Please show, unchanged, every line of the material below that contains the string "target".

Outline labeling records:
* START *

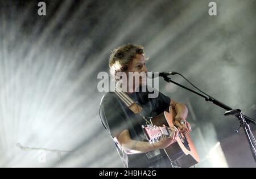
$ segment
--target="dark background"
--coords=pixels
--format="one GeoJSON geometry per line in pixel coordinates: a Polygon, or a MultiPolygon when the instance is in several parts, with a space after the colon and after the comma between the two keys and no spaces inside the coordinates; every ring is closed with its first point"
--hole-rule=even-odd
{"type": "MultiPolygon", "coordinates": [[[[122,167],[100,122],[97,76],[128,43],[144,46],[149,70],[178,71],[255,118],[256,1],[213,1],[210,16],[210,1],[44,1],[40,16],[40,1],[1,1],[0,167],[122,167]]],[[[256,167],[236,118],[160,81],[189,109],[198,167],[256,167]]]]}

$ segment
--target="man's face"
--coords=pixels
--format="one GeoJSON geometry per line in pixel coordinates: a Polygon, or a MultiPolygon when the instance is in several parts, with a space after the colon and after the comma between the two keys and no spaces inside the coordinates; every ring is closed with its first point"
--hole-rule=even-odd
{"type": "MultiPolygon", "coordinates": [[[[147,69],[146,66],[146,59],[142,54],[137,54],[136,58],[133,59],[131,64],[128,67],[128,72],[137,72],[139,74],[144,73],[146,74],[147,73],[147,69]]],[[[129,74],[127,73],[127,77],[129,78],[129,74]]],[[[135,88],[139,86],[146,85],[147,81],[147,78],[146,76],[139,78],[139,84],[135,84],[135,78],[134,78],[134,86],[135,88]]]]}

* END *
* START *

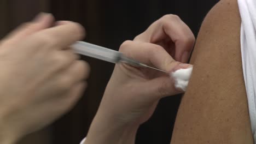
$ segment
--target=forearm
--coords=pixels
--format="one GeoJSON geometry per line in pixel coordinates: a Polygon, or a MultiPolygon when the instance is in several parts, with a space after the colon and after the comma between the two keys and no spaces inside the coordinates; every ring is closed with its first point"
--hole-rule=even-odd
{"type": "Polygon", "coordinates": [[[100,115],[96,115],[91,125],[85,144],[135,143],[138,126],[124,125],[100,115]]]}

* END *
* START *

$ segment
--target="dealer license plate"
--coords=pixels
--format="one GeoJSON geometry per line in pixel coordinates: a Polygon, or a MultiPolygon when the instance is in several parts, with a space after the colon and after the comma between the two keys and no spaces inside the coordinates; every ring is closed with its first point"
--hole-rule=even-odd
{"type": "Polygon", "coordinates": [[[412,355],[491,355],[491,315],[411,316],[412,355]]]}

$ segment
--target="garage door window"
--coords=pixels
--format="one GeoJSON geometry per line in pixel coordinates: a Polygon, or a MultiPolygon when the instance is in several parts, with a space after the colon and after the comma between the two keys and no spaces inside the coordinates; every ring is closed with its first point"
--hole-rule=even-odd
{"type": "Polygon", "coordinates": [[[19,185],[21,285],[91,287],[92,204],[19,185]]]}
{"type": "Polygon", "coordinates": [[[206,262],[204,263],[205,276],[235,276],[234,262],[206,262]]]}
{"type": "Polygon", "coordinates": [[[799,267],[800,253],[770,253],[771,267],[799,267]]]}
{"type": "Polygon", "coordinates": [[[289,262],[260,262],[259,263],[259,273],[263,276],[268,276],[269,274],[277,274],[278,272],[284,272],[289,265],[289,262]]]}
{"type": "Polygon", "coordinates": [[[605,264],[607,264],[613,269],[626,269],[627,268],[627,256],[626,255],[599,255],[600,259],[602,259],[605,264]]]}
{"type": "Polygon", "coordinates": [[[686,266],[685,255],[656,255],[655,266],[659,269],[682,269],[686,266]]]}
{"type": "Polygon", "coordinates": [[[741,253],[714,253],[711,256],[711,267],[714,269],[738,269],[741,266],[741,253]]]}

* END *

# WRITTEN RESPONSE
--target="dark background"
--target="man's face"
--target=forearm
--target="dealer license plate"
--target="garage door window"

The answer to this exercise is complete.